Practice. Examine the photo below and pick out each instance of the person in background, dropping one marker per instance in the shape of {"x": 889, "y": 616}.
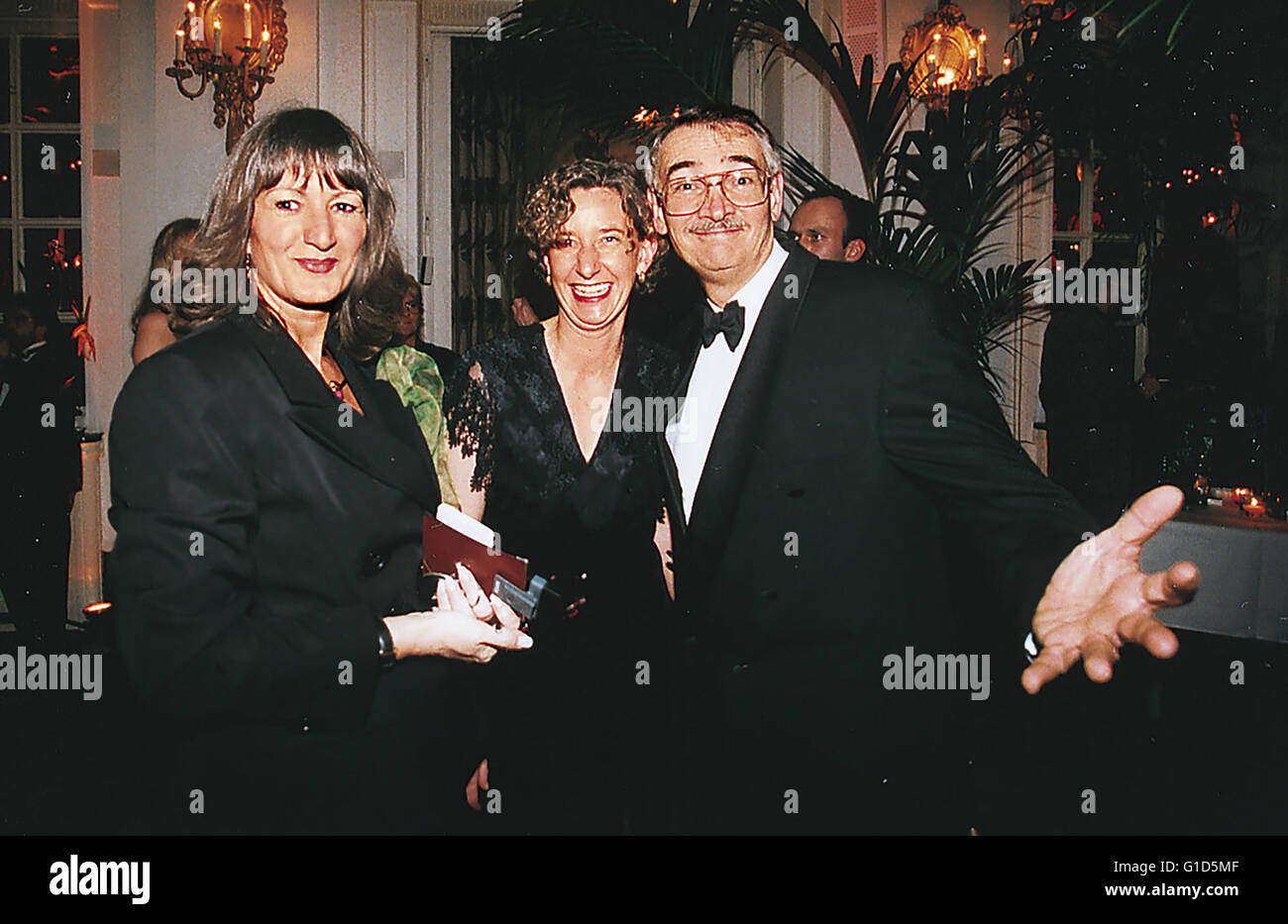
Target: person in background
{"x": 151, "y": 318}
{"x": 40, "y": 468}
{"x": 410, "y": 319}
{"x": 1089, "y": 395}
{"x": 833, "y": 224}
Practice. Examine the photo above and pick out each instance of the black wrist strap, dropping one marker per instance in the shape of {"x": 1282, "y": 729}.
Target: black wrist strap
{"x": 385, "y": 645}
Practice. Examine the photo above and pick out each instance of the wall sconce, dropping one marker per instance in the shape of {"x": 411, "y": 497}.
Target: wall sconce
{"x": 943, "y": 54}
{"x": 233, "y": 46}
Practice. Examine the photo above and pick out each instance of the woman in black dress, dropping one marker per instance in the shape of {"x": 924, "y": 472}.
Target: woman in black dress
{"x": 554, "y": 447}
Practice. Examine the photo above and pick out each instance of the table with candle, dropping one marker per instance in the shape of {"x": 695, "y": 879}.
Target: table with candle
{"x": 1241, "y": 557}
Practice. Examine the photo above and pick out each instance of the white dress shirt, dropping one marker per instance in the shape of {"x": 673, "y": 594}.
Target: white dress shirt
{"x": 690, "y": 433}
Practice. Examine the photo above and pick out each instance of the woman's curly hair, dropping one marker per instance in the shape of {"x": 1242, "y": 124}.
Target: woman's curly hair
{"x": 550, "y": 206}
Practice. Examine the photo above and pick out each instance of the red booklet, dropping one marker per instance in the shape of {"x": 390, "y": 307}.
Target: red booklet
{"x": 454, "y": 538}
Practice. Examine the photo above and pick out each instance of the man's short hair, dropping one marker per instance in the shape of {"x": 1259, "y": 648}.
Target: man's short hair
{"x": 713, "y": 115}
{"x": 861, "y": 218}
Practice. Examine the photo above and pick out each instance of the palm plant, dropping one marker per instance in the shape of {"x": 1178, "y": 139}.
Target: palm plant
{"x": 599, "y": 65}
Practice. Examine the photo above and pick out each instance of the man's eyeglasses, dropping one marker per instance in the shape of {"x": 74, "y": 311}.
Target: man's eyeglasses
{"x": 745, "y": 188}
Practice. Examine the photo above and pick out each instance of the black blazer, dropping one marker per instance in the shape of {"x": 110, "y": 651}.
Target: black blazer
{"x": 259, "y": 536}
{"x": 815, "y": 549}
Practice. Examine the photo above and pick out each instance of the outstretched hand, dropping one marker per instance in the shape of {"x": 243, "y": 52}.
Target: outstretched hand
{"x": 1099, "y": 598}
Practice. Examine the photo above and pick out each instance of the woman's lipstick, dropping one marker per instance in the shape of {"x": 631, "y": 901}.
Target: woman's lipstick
_ _ _ _ _
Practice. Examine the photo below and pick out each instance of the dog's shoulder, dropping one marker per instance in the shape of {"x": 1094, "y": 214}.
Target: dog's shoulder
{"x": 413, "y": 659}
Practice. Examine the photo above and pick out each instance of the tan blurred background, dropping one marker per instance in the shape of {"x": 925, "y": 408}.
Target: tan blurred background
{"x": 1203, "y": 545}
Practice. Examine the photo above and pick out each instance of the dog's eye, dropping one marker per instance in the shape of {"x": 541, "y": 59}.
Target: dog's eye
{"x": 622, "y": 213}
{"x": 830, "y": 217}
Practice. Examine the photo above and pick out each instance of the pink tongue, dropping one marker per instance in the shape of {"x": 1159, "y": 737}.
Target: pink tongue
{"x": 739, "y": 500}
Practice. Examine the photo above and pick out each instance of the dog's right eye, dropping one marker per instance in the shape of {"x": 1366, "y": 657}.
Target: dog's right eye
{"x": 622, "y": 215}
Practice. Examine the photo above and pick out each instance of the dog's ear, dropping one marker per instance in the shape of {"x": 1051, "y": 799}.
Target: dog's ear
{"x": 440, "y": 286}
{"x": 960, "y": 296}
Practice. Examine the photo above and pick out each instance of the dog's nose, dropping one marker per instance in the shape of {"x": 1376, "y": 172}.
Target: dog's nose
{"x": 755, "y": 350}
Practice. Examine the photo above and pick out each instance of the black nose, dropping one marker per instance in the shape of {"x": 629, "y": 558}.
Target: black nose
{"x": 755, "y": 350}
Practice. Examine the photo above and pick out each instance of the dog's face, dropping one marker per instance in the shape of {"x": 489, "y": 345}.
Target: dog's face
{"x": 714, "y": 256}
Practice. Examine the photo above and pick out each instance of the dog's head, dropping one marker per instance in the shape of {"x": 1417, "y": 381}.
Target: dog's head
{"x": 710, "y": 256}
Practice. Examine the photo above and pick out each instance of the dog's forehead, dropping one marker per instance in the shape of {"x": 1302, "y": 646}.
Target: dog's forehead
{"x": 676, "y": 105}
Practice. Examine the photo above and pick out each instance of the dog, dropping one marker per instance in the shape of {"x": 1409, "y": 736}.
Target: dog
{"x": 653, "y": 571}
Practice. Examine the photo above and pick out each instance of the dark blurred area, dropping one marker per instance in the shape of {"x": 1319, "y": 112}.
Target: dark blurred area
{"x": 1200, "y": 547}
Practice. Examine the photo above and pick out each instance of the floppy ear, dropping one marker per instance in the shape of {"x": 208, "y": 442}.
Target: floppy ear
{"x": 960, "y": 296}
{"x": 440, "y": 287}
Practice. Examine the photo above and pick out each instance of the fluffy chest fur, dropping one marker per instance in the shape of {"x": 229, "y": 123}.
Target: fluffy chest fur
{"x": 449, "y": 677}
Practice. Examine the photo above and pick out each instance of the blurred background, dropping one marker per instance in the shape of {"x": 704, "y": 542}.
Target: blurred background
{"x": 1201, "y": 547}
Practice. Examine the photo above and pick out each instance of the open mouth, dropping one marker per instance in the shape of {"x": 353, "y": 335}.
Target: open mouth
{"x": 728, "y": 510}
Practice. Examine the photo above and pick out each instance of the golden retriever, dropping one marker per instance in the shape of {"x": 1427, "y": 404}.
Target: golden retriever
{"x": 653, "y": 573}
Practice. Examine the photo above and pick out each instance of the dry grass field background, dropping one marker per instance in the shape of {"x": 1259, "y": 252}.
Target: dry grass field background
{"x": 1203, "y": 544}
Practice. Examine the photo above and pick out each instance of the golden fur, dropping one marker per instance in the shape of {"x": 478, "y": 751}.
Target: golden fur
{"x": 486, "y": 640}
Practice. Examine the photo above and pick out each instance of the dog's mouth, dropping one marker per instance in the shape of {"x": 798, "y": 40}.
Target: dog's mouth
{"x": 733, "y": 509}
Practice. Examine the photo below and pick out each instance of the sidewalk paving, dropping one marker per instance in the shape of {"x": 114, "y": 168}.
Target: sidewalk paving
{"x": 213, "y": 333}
_ _ _ _ _
* _WHAT IS EXPECTED_
Using the data above, reproduce exactly the lines between those holding "of the floppy" and "the dry grass", inclusive, and no others.

* _WRITTEN SOLUTION_
Practice. Examine the photo above and pick out each instance of the floppy ear, dropping one marker per instance in the shape of {"x": 208, "y": 442}.
Target: floppy ear
{"x": 960, "y": 296}
{"x": 440, "y": 287}
Practice. Examine the photo above and pick out each instance of the fluffy chest fur, dropping one marker per instance in the shape of {"x": 229, "y": 123}.
Target: fluffy chest fur
{"x": 449, "y": 677}
Practice. Examine the photo above and pick out each instance of the blurred background, dropping one marker per instance in the shape of {"x": 704, "y": 542}.
Target: blurred background
{"x": 1201, "y": 547}
Practice. Examine the photo above and pick out each instance of the open mouth, dropping one marker per instance in the shape of {"x": 353, "y": 335}.
Target: open mouth
{"x": 728, "y": 510}
Practice. Examine the photo above and pick out each instance of the golden retriever, dropping one marker per instance in the shape of {"x": 1427, "y": 404}.
Target: golden retriever
{"x": 653, "y": 573}
Practice. Examine the photo above and pick out each instance of the dry grass field background, dropping one marker per instance in the shape of {"x": 1259, "y": 252}.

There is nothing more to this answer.